## Extract provided
The high school also developed clubs to meet on early-release days, so students could build relationships with teachers, staff and other students they might not otherwise see. That program is in its second year.
And at the beginning of this year, Miller Royal said, teachers and students collaborated on defining respect and setting classroom rules.
"The students feel like the culture is changing a little," she said. "We've come some distance. We've still got a little distance to go, but we're moving in the right direction."
Redefining discipline is key to making interventions work across the board, from individual classrooms to the district as a whole, Everett said. That means conversations about when a student needs to go to the office versus when a teacher should just talk to them after class. It means establishing new standards for teachers and communicating more with families. But Everett doesn't suggest cutting discipline altogether.
"We don't want to just sugarcoat or cover up or brush under the rug this problem," she said.
Everett and Jackson cited fortuitous help from the teachers union, whose reps attended a 2017 equity workshop in Maryland and have spread what they learned throughout the district. Everett and Jackson (who played no role in the union's involvement in the workshop) said that groundwork will be key in fixing problems.

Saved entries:
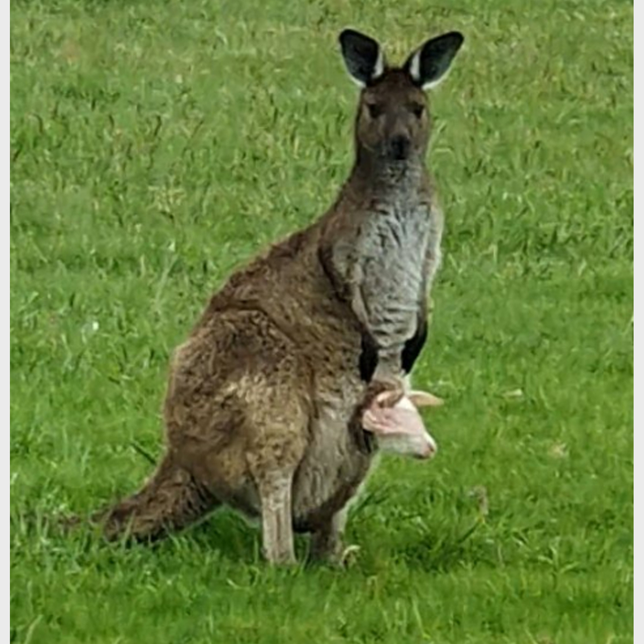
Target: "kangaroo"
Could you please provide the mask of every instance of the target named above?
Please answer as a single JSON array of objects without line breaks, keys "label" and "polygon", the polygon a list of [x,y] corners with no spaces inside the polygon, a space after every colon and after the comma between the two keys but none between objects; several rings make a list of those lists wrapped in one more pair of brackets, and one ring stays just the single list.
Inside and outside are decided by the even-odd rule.
[{"label": "kangaroo", "polygon": [[[328,556],[331,549],[333,554],[340,556],[341,544],[337,540],[330,542],[335,535],[325,528],[354,495],[377,450],[417,459],[434,456],[436,442],[425,429],[417,408],[442,404],[440,398],[426,392],[406,392],[401,381],[370,383],[348,423],[348,440],[345,446],[348,459],[344,466],[342,484],[325,503],[312,509],[306,517],[299,518],[299,522],[296,520],[296,529],[301,531],[320,528],[316,532],[317,538],[312,544],[314,557]],[[226,458],[222,453],[222,461],[225,462]],[[223,468],[223,477],[217,482],[220,488],[234,490],[243,487],[251,477],[248,471],[239,477],[243,469],[243,465],[232,471]],[[229,480],[224,480],[229,475]],[[188,470],[175,467],[171,459],[166,459],[141,491],[107,512],[97,513],[94,520],[102,522],[108,538],[117,538],[127,530],[137,540],[154,541],[201,518],[225,498],[225,493],[217,498]],[[233,507],[238,506],[238,509],[251,518],[257,515],[251,506],[243,502],[240,506],[238,499],[231,498],[228,501]]]},{"label": "kangaroo", "polygon": [[175,351],[166,453],[140,492],[98,515],[109,538],[156,538],[226,504],[261,518],[269,562],[294,560],[294,530],[334,559],[375,447],[435,450],[415,406],[437,399],[400,383],[426,336],[442,227],[422,90],[463,37],[429,40],[402,67],[357,32],[339,41],[363,88],[351,175],[326,214],[229,278]]}]

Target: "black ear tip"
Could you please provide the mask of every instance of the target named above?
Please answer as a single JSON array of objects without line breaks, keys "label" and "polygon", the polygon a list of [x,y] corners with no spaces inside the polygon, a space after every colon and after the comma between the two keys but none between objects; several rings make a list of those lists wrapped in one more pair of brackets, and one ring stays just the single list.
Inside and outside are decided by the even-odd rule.
[{"label": "black ear tip", "polygon": [[359,32],[355,31],[355,29],[343,29],[340,32],[340,35],[337,37],[337,39],[339,41],[340,44],[342,44],[343,43],[346,43],[348,39],[360,37],[361,35]]}]

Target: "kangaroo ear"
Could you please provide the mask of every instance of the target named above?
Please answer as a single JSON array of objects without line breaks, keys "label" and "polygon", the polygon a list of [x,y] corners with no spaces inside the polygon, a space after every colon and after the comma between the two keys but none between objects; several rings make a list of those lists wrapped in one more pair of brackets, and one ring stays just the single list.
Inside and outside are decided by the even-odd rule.
[{"label": "kangaroo ear", "polygon": [[352,29],[345,29],[339,37],[342,57],[349,75],[361,87],[372,82],[384,71],[384,56],[373,38]]},{"label": "kangaroo ear", "polygon": [[402,68],[412,77],[414,83],[423,90],[435,87],[450,69],[464,39],[462,33],[459,32],[450,32],[432,38],[407,59]]}]

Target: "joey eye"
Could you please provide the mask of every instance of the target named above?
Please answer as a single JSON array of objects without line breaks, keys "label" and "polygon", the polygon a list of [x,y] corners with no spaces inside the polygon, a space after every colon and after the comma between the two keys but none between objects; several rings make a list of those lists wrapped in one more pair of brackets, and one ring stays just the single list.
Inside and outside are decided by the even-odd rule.
[{"label": "joey eye", "polygon": [[372,118],[377,118],[383,113],[383,106],[379,103],[367,103],[366,109]]},{"label": "joey eye", "polygon": [[425,111],[425,106],[422,103],[413,103],[411,109],[413,115],[417,118],[420,118]]}]

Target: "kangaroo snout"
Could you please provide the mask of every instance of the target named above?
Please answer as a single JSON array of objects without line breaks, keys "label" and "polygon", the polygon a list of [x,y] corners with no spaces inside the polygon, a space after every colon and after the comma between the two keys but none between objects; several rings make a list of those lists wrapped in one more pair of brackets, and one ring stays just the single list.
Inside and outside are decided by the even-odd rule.
[{"label": "kangaroo snout", "polygon": [[395,135],[389,139],[388,156],[395,161],[406,161],[412,151],[412,140],[404,134]]}]

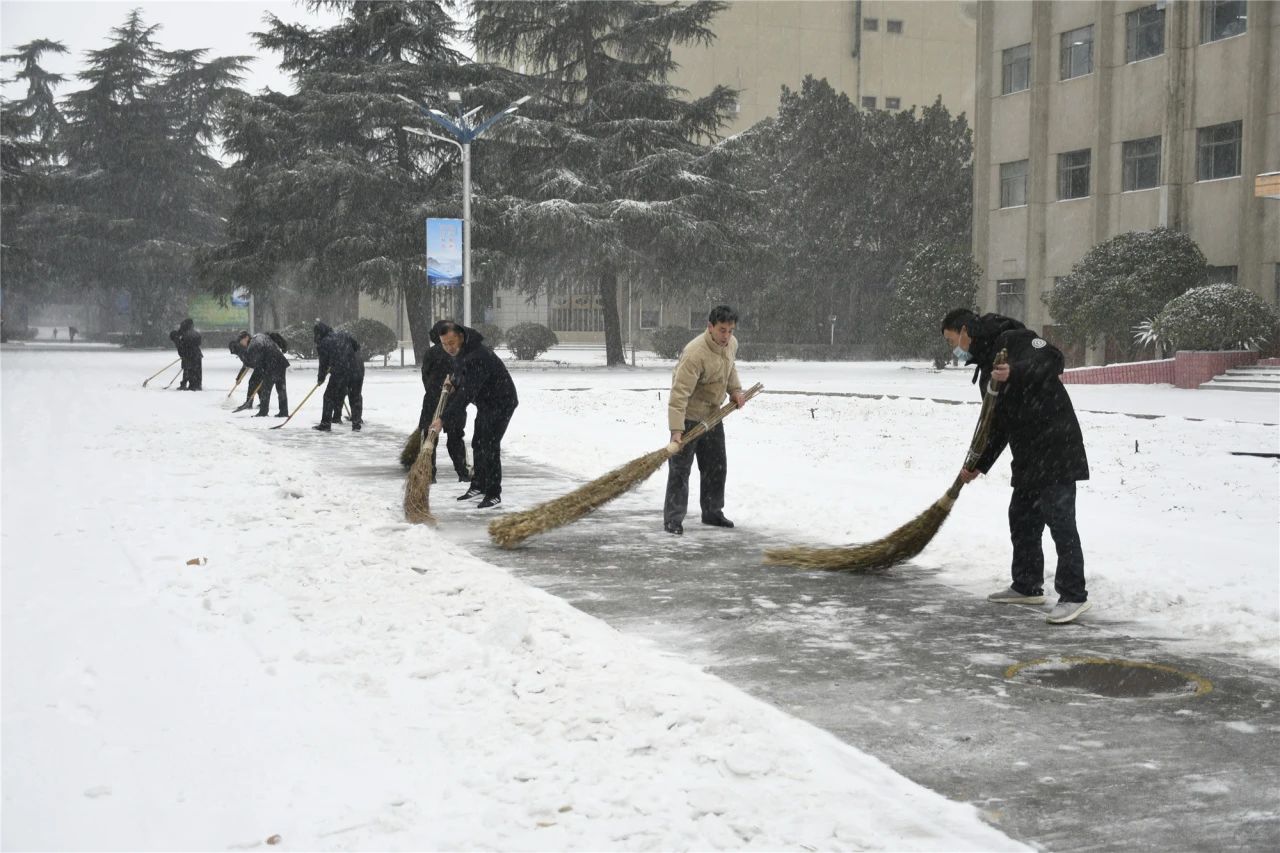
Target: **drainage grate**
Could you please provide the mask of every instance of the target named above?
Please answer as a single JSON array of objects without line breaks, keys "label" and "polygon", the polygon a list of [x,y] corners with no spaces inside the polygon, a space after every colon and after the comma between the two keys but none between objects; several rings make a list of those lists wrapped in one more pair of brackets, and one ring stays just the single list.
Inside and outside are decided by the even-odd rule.
[{"label": "drainage grate", "polygon": [[1111,699],[1160,699],[1202,695],[1213,689],[1208,679],[1183,670],[1102,657],[1041,658],[1005,670],[1010,681],[1101,695]]}]

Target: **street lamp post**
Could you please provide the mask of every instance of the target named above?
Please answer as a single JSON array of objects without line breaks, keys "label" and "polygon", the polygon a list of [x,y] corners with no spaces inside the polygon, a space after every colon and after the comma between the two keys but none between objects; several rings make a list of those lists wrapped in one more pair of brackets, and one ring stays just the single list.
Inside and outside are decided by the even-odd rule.
[{"label": "street lamp post", "polygon": [[471,143],[490,127],[512,115],[531,96],[525,95],[512,101],[500,113],[492,115],[479,124],[472,119],[480,111],[480,108],[477,106],[468,113],[463,113],[461,106],[462,96],[458,92],[449,92],[449,102],[458,105],[457,119],[449,118],[440,110],[422,106],[411,97],[404,97],[403,95],[397,95],[397,97],[416,106],[422,115],[448,131],[452,138],[416,127],[406,127],[404,131],[416,133],[417,136],[429,136],[442,142],[452,142],[458,146],[458,151],[462,155],[462,324],[471,325]]}]

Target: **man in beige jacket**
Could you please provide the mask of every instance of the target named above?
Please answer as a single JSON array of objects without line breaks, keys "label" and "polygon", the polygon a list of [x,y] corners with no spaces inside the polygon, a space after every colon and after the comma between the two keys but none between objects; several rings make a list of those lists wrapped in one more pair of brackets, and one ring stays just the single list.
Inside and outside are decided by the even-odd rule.
[{"label": "man in beige jacket", "polygon": [[[746,403],[742,383],[737,379],[733,357],[737,353],[737,314],[727,305],[717,305],[707,318],[707,330],[685,345],[671,379],[667,419],[671,441],[680,443],[686,429],[719,409],[726,392],[741,409]],[[703,524],[732,528],[724,517],[724,478],[728,457],[724,452],[724,424],[694,439],[667,462],[667,500],[662,507],[662,529],[680,535],[685,532],[689,511],[689,474],[698,459],[699,502]]]}]

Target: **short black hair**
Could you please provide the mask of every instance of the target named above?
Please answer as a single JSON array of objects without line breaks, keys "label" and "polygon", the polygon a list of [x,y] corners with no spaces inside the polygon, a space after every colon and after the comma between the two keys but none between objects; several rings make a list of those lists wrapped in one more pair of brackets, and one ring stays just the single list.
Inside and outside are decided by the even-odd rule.
[{"label": "short black hair", "polygon": [[712,309],[712,313],[707,315],[707,321],[710,325],[719,325],[721,323],[737,323],[737,311],[727,305],[717,305]]},{"label": "short black hair", "polygon": [[969,309],[952,309],[942,318],[942,330],[959,332],[963,328],[973,330],[973,321],[977,319],[978,315]]}]

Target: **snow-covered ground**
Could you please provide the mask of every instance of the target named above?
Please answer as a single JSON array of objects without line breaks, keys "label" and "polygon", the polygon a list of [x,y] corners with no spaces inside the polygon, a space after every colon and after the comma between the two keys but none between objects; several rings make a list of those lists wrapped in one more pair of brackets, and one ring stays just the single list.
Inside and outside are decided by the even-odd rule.
[{"label": "snow-covered ground", "polygon": [[[142,389],[168,357],[0,357],[3,847],[1018,847],[972,807],[403,524],[398,478],[326,469],[328,442],[369,433],[311,433],[315,398],[265,433],[278,421],[224,402],[225,352],[207,355],[205,393]],[[516,365],[507,452],[590,478],[664,443],[669,362],[544,359]],[[915,515],[977,416],[934,402],[977,400],[961,370],[740,373],[896,396],[771,393],[727,421],[728,514],[797,542],[878,538]],[[292,371],[294,405],[312,375]],[[1276,452],[1280,402],[1071,394],[1093,469],[1079,497],[1091,617],[1276,665],[1280,471],[1229,451]],[[370,432],[404,432],[421,384],[370,369],[365,397]],[[1007,583],[1007,470],[968,487],[919,558],[974,596]],[[662,479],[641,487],[654,525]]]}]

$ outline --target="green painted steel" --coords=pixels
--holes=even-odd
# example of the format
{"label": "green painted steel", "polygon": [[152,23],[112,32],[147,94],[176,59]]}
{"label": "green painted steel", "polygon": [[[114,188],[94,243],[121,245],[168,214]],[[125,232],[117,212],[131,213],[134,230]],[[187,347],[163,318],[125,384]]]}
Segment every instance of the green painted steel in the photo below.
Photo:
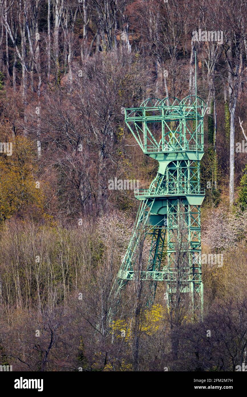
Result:
{"label": "green painted steel", "polygon": [[[194,309],[203,310],[200,206],[205,192],[200,187],[200,161],[206,109],[196,95],[181,100],[149,98],[139,108],[125,109],[128,127],[144,153],[157,160],[159,166],[149,189],[136,192],[140,205],[117,275],[119,293],[134,277],[139,247],[149,236],[149,258],[140,276],[149,281],[152,299],[157,281],[165,281],[170,304],[179,284],[182,293],[191,294]],[[179,283],[178,244],[183,252]]]}

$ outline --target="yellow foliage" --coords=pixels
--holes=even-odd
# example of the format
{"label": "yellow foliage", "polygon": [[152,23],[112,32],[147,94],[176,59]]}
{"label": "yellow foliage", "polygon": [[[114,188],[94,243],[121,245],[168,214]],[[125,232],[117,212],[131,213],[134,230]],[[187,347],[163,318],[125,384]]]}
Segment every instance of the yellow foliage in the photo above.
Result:
{"label": "yellow foliage", "polygon": [[0,156],[0,222],[32,205],[42,207],[41,189],[33,175],[34,155],[31,143],[17,137],[11,156]]}
{"label": "yellow foliage", "polygon": [[[144,320],[140,327],[141,332],[152,335],[159,330],[159,322],[163,318],[164,309],[161,304],[153,304],[150,309],[146,309],[144,312]],[[117,338],[124,338],[125,341],[132,337],[131,322],[129,324],[124,320],[117,320],[113,321],[113,332],[117,333]]]}

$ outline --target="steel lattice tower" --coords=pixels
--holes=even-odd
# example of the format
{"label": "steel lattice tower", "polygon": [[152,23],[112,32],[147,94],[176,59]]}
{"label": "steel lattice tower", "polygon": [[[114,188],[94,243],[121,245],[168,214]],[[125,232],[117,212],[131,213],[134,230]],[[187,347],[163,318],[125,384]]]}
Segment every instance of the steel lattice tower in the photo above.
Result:
{"label": "steel lattice tower", "polygon": [[[141,278],[149,282],[153,299],[158,281],[166,281],[167,296],[174,292],[174,236],[176,233],[179,235],[178,218],[182,213],[186,228],[184,251],[188,258],[184,265],[186,268],[182,292],[190,293],[194,310],[202,312],[200,206],[205,191],[200,187],[200,161],[204,154],[206,109],[205,102],[196,91],[195,95],[181,100],[149,98],[139,108],[125,109],[128,127],[144,153],[157,160],[159,167],[149,189],[135,193],[140,205],[117,275],[119,293],[134,277],[134,262],[141,229],[145,230],[144,238],[148,235],[151,241],[149,259]],[[167,262],[163,266],[166,251]]]}

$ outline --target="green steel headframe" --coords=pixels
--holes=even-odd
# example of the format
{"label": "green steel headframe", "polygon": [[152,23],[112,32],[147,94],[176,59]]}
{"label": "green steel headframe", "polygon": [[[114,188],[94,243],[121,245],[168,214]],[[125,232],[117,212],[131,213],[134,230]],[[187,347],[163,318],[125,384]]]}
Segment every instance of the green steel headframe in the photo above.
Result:
{"label": "green steel headframe", "polygon": [[157,281],[165,281],[168,305],[179,287],[191,294],[193,310],[202,312],[200,206],[205,192],[200,187],[200,161],[206,109],[196,93],[181,100],[149,98],[139,108],[125,109],[128,127],[159,167],[149,189],[135,193],[140,205],[117,275],[119,293],[134,277],[140,240],[148,236],[149,258],[141,277],[149,281],[152,299]]}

## Task objective
Please carry on the article on school discipline from its last sentence. The listing has nothing to do with the article on school discipline.

## Answer section
So far the results are promising, Everett said, with Hernando High closing its disciplinary gap almost entirely. She and her colleagues recently started the process at three more schools: Brooksville Elementary School, D.S. Parrot Middle School and Central High School. And because those schools are vertically aligned — one feeds into the next — students will get a consistent sense of discipline.
"That was the best way to do systemic change," Everett said, "because there's no beginning or end."
After 25 years in the district, Everett plans to retire in 2020. She hopes whoever takes over carries on the effort. In 10 years,she wants Hernando schools to have no disciplinary disparity at all.
She thinks of the 20 years she spent living down the street from Hernando High, and of how, on fall Fridays, the streets would fill with neighbors and families and parents of long-graduated students flooding toward the football games. She saw in them a community, something that made the place special, but wasn't without flaws. Now she's seen how statistics bear out its faults.
"If there's anything in that community that needs to go away," she said, "we want to be the catalyst for that."